**STATED GOAL A:** Using the passage below on Jesus and Aramaic, decide whether each statement agrees with it, and answer yes or no with the deciding words quoted: (i) Meyer treats the "Abba" in Gethsemane as decisive; (ii) Josephus first wrote his "Jewish War" in Greek; (iii) according to Mark xv. 34, the cry from the cross was in Greek.

**ARTICLE:**
That Jesus spoke Aramaic, Meyer has shown by collecting all the Aramaic expressions which occur in His preaching.(197) He considers the “Abba” in Gethsemane decisive, for this means that Jesus prayed in Aramaic in His hour of bitterest need. Again the cry from the cross was, according to Mark xv. 34, also Aramaic: Ἑλωΐ, ἑλωΐ, λαμὰ σαβαχθανεὶ. The Old Testament was therefore most familiar to Him in an Aramaic translation, otherwise this form of the Psalm passage would not have come to His lips at the moment of death.
It is a quite independent question whether Jesus could speak, or at least understand, Greek. According to Josephus the knowledge of Greek in Palestine at that time, even among educated Jews, can only have been of a quite elementary character. He himself had to learn it laboriously in order to be able to write in it. His “Jewish War” was first written in Aramaic for his fellow‐countrymen; the Greek edition was, by his own avowal, not intended for them. In another passage, it is true, he seems to imply a knowledge of, and interest in, foreign languages even among people in humble life.(198)

Labeling entries for object positions

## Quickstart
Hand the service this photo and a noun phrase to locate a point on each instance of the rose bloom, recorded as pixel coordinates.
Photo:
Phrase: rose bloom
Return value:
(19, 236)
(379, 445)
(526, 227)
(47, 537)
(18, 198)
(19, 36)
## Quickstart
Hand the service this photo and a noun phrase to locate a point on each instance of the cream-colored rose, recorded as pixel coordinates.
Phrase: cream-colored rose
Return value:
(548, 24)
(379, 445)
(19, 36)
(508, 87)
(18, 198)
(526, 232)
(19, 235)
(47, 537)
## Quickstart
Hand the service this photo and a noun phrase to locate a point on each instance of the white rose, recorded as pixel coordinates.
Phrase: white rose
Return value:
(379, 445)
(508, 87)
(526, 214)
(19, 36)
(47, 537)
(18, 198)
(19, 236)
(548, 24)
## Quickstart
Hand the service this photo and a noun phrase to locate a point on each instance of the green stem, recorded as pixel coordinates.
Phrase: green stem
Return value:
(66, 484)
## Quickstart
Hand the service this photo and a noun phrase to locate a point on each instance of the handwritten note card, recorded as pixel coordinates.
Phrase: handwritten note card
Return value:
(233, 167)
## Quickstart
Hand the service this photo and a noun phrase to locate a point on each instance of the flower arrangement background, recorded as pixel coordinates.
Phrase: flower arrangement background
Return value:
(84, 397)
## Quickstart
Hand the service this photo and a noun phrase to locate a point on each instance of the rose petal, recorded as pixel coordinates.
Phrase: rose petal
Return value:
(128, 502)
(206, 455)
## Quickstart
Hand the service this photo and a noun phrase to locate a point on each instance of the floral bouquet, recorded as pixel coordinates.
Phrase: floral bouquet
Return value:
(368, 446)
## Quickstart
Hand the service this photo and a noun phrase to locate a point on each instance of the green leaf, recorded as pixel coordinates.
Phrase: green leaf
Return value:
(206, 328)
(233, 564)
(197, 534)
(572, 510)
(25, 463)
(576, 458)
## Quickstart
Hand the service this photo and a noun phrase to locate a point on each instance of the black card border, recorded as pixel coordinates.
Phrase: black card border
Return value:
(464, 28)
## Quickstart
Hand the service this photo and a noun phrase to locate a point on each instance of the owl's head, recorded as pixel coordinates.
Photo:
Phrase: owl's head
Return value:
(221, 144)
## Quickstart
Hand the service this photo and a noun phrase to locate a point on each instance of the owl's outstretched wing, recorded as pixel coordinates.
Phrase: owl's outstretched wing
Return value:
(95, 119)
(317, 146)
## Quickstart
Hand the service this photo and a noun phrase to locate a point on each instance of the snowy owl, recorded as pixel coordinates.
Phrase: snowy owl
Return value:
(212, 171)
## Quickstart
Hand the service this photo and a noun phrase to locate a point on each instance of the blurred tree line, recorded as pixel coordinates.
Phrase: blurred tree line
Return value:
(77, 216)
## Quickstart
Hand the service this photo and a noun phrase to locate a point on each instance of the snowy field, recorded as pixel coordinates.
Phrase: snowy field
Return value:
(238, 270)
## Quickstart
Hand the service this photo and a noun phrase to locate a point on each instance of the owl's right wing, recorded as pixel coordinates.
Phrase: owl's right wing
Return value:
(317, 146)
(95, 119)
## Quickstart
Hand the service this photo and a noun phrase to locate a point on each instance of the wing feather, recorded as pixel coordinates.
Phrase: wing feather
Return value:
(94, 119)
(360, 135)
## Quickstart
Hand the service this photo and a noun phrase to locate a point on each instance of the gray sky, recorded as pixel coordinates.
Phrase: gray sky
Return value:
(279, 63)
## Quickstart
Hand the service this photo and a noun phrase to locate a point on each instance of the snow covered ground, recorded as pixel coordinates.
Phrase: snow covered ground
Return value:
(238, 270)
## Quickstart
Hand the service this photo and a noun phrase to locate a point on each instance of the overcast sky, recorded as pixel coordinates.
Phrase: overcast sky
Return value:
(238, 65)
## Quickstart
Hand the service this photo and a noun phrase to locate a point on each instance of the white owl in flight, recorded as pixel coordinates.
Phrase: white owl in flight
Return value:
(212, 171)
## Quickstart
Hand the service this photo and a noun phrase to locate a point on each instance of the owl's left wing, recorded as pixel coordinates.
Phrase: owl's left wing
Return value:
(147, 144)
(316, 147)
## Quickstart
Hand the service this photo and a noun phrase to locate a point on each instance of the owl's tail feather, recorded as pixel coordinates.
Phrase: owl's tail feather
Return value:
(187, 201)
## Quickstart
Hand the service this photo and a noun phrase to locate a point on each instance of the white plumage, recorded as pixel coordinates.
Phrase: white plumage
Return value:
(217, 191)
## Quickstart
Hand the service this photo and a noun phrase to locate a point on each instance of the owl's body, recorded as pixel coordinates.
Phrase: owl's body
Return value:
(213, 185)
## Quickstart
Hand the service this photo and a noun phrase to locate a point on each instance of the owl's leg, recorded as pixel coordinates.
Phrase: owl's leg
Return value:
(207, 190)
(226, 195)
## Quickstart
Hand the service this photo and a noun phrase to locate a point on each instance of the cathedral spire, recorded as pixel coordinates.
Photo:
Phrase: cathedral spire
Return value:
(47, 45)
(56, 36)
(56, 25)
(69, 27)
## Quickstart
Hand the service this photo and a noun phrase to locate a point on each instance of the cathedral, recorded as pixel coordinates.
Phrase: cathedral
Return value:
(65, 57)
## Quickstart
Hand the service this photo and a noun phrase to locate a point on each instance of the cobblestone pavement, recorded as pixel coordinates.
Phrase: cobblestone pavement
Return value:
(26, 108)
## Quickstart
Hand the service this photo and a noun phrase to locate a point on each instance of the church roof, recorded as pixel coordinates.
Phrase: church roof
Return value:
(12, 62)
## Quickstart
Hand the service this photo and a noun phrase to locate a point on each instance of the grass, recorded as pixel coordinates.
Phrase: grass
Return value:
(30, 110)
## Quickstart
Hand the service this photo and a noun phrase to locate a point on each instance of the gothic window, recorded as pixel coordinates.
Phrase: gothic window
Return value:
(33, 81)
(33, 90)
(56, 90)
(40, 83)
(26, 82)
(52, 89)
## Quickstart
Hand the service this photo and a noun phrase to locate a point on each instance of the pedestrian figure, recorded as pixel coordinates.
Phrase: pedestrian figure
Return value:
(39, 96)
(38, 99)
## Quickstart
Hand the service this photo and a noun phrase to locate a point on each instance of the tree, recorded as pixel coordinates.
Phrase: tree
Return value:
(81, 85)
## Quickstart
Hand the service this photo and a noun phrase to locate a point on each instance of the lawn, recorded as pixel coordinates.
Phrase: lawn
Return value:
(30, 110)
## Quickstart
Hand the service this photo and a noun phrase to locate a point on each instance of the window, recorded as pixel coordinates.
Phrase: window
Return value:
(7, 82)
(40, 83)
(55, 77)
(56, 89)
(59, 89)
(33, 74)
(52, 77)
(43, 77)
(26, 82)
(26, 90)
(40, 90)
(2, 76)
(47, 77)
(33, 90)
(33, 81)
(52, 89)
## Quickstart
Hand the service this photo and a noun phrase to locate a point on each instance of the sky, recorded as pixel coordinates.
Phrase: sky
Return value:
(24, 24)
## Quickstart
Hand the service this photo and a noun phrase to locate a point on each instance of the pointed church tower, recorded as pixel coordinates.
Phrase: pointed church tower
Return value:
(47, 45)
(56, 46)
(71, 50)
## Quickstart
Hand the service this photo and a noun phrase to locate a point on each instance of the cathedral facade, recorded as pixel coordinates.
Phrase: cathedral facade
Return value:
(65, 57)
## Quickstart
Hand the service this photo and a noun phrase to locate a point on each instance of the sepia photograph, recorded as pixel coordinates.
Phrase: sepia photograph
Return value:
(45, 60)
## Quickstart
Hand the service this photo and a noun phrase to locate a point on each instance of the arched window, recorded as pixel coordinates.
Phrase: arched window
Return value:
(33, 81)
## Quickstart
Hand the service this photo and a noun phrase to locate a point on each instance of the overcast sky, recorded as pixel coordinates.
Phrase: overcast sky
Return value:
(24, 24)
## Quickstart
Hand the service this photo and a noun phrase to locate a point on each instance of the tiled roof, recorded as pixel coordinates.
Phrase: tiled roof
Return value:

**STATED GOAL B:** Gather every line in the rows above that contains the word "covered", and copy each of those lines in full.

**EXERCISE SOLUTION A:**
(i) Yes: "He considers the “Abba” in Gethsemane decisive"
(ii) No: "His “Jewish War” was first written in Aramaic for his fellow‐countrymen"
(iii) No: "Again the cry from the cross was, according to Mark xv. 34, also Aramaic"

**EXERCISE SOLUTION B:**
Hand the service this photo and a noun phrase to locate a point on each instance of the snow covered ground, recorded as pixel coordinates.
Phrase: snow covered ground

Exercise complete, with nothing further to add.